-- Goal --
Locate each line below that contains the string "item" and copy every such line in full. Treat uppercase and lowercase letters as different.

-- Supplied entries --
════════

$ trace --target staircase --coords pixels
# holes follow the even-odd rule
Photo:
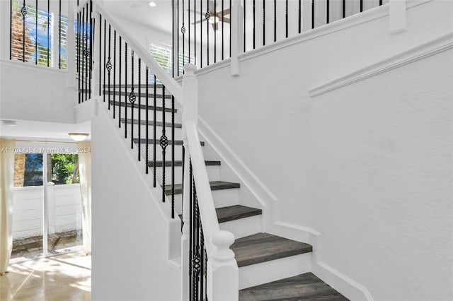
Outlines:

════════

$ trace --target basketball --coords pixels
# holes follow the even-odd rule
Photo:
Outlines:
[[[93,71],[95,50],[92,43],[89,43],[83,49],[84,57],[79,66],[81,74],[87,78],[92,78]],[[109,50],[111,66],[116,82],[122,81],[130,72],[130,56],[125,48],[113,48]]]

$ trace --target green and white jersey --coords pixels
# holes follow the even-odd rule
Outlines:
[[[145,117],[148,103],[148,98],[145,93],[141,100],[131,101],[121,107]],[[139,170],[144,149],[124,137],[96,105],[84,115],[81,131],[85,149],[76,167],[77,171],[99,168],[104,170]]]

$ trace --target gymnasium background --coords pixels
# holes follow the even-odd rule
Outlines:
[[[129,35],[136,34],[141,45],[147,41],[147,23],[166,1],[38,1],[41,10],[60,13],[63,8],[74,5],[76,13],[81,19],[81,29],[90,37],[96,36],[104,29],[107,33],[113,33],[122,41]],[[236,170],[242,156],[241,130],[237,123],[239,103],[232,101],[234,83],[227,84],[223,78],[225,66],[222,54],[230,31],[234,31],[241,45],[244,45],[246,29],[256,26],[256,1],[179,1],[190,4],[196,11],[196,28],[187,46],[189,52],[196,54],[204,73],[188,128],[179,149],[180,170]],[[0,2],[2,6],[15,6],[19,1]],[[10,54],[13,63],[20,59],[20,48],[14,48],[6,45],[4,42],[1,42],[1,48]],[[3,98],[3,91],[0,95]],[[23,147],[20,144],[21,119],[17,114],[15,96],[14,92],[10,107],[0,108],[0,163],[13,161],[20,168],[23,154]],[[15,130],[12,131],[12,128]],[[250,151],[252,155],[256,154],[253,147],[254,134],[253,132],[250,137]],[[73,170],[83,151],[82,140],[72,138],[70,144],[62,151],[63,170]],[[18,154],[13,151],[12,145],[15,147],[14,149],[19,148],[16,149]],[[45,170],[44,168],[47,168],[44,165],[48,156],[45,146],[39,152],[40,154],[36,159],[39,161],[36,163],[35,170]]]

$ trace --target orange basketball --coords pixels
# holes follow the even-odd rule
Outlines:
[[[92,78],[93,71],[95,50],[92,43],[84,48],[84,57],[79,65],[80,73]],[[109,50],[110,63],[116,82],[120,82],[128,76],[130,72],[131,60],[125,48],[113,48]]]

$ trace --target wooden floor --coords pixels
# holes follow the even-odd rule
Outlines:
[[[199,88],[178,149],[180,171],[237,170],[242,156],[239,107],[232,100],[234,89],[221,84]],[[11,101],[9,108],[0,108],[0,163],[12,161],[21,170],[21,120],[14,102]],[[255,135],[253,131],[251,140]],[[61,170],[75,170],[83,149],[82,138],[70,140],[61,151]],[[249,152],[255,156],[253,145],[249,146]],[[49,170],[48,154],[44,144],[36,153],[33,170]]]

════════

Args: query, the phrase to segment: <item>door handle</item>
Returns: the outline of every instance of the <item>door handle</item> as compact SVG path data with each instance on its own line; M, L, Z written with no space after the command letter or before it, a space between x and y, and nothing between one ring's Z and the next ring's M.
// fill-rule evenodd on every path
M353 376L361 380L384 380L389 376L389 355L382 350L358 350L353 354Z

════════

-- Completed exercise --
Args: query, the phrase to segment: <item>door handle</item>
Returns: the outline of every instance of the <item>door handle</item> as compact SVG path data with each instance on its own line; M, L, Z written with no space after the command letter or before it, a space between x and y, and nothing between one ring's Z and the next ring's M.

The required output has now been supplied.